=== DOCUMENT PASSAGE ===
————

Karl-Thomas Neumann, Opel's sixth boss in the past decade, has made
a big splash at the loss-making business, helping to land a
multi-billion euro investment from bosses in Detroit.
The 52-year-old German also appeared to win an important victory
when GM said it would drop its Chevrolet brand in Europe and instead
focus resources on Opel and sister brand Vauxhall.
But some Opel staff worry these advances are in doubt after the
appointment this month of new GM chief executive Mary Barra.
Outgoing CEO Dan Akerson said Barra had been chosen because she had
"brought order to chaos" in global product development, and tasked
her with making vehicle development even more efficient.
Such words spark concern at Opel, which feels constant pressure to
use global platforms and to minimize the level of expensive
customization for the European market has handicapped its ability
compete, a former Opel executive told Reuters.
The management reshuffle at GM will also see Steve Girsky, who
successfully campaigned for more investment in Opel, leave his
position as GM vice chairman.
"A major Opel protagonist is leaving and nobody knows whether GM
will maintain its high-level commitment to Europe," a staff member
at Opel, who declined to be named, told Reuters.
A GM spokesman in Detroit said there was no change in its stance on
Opel.
In a further blow for the European brand, GM also said this month it
was paring back an alliance with France's PSA Peugeot Citroen <PEUP.PA>
after it failed to reach cost targets.
Opel was relying on that partnership to develop a common platform to
help revamp its range of small cars, some of which like the Corsa
have been on the market since 2006, and drive its market share back
above 6 percent in Europe, compared with a high of more than 10
percent a decade ago.
STARTING WITH ADAM
So, just at the time Opel needs to build new cars for the European
market, it has seen a key manufacturing partnership weakened and is
set to lose a GM board member who fought the brand's corner in
Detroit. That has put the pressure on Neumann, a keen marathon
runner from Lower Saxony, to deliver.
As recently as April, he helped secure 4 billion euros ($5.5
billion) of investment from Detroit to fund 23 new models and 13 new
engines by 2016 to overhaul Opel's ageing product range.

————

=== INFORMATION SHOWN ===

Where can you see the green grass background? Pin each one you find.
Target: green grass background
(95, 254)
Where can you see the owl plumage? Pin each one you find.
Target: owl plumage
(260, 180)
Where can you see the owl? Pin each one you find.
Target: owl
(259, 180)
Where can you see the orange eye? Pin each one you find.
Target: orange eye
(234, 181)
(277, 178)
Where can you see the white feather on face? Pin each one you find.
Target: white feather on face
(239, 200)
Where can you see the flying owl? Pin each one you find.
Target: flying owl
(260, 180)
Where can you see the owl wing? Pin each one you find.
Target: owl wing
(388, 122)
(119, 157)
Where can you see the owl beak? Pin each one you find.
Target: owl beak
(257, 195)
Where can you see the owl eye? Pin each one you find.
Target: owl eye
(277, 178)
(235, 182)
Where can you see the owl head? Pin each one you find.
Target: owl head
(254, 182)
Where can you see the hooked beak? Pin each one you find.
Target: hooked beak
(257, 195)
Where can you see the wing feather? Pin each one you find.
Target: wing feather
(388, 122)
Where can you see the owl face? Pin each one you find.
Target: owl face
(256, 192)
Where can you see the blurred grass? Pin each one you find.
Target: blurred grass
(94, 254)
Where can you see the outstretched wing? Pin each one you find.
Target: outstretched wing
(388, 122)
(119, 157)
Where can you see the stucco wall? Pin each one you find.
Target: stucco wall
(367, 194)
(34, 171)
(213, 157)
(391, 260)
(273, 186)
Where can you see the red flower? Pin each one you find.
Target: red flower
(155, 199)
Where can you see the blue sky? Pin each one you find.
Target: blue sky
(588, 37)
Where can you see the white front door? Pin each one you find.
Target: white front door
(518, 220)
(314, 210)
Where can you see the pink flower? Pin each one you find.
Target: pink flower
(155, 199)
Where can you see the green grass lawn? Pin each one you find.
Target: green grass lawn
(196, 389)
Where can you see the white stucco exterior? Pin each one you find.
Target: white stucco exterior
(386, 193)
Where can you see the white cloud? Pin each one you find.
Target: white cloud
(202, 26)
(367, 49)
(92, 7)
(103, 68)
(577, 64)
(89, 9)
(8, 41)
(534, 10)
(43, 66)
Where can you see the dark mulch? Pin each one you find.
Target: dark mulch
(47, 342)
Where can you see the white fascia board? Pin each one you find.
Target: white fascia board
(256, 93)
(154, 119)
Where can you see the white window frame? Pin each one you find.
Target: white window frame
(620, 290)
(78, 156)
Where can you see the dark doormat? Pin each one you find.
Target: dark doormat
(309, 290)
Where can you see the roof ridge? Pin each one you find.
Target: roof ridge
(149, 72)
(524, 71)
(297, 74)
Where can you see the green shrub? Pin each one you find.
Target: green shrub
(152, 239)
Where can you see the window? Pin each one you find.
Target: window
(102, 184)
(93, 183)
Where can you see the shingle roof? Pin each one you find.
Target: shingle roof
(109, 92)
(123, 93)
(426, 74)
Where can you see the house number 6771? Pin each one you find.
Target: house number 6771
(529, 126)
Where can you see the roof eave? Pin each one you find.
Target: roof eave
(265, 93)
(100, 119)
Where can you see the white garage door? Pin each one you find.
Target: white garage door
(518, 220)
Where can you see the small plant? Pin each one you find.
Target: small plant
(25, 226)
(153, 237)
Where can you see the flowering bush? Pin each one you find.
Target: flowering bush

————

=== OBJECTIVES ===
- a) According to the news report, how much investment did Neumann help secure from Detroit in April?
- b) Count the lines of the listing that contain the word "blue", treating uppercase and lowercase letters as different. Give only the number.
The news report and the listing come from separate sources.

=== RESULTS BY TASK ===
- a) 4 billion euros ($5.5 billion)

- b) 2